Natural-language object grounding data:
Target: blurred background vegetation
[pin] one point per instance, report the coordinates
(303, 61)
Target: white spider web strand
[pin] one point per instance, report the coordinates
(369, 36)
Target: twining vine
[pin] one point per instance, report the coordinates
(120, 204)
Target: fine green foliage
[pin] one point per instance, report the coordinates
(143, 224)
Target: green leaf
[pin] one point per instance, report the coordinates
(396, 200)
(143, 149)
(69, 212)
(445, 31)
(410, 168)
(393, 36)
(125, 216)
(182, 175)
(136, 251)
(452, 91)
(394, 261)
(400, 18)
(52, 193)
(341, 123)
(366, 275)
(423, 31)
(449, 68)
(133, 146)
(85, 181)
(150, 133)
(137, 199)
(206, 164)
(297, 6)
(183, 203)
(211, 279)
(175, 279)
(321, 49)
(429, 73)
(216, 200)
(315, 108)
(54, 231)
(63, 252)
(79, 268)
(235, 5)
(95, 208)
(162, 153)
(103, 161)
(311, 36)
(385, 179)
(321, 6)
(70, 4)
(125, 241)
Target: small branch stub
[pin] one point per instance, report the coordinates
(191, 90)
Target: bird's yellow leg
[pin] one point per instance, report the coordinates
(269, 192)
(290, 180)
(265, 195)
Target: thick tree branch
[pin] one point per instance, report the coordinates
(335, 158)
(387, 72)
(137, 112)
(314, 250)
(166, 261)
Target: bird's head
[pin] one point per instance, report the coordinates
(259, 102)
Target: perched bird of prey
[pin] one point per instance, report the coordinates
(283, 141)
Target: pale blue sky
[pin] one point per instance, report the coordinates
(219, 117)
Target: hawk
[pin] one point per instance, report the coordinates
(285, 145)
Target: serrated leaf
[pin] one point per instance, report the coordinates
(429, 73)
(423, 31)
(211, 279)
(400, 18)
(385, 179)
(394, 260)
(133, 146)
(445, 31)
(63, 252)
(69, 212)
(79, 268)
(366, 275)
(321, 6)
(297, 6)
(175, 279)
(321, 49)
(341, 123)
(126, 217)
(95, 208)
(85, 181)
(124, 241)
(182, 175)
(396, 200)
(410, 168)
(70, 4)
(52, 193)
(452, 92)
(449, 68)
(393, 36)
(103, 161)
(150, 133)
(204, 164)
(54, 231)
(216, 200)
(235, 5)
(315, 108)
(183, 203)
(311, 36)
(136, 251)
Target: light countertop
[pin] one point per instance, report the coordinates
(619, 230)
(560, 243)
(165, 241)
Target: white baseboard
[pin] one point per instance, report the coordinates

- **Work task**:
Take the entries above and transcribe them exactly.

- **Answer to this exercise**:
Target: blurred background vegetation
[pin] one point per instance, report the coordinates
(303, 61)
Target: white spider web strand
[pin] one point per instance, report the coordinates
(369, 36)
Target: twining vine
[pin] one point per instance, report the coordinates
(120, 204)
Target: fine green foliage
[pin] one point per instance, report the coordinates
(143, 224)
Target: green leaf
[pin] one point per instance, report the coordinates
(396, 200)
(143, 149)
(69, 212)
(445, 31)
(410, 168)
(393, 36)
(125, 216)
(182, 175)
(136, 251)
(452, 91)
(394, 261)
(400, 18)
(52, 193)
(341, 123)
(366, 275)
(423, 31)
(449, 68)
(133, 146)
(85, 181)
(150, 133)
(137, 199)
(206, 164)
(297, 6)
(183, 203)
(211, 279)
(175, 279)
(321, 49)
(429, 73)
(216, 200)
(315, 108)
(54, 231)
(63, 252)
(79, 268)
(235, 5)
(95, 208)
(162, 153)
(103, 161)
(311, 36)
(385, 179)
(321, 6)
(70, 4)
(125, 241)
Target: small branch stub
[pin] one point per instance, report the coordinates
(191, 90)
Target: bird's yellow leg
[pin] one point per instance, report the coordinates
(269, 192)
(290, 180)
(265, 195)
Target: thick tree branch
[pin] one point per instance, report the coordinates
(335, 158)
(387, 72)
(137, 112)
(314, 250)
(166, 261)
Target: bird's head
[pin] one point per instance, report the coordinates
(259, 102)
Target: perched bird of prey
[pin] one point per instance, report the coordinates
(283, 141)
Target: pale blue sky
[pin] one point per instance, report the coordinates
(219, 117)
Target: hawk
[pin] one point per instance, report the coordinates
(285, 145)
Target: serrated leaf
[pin] one point per instance, report the coordinates
(429, 73)
(423, 31)
(211, 279)
(400, 18)
(385, 179)
(394, 260)
(133, 146)
(445, 31)
(63, 252)
(69, 212)
(79, 268)
(366, 275)
(321, 6)
(297, 6)
(175, 279)
(321, 49)
(341, 123)
(126, 217)
(95, 208)
(85, 181)
(124, 241)
(182, 175)
(396, 200)
(410, 168)
(70, 4)
(52, 193)
(452, 92)
(449, 68)
(393, 36)
(103, 161)
(150, 133)
(204, 164)
(54, 231)
(216, 200)
(235, 5)
(315, 108)
(183, 203)
(311, 36)
(136, 251)
Target: light countertop
[pin] one point per instance, report the coordinates
(619, 230)
(560, 243)
(165, 241)
Target: white baseboard
[pin] one point per instance, report the coordinates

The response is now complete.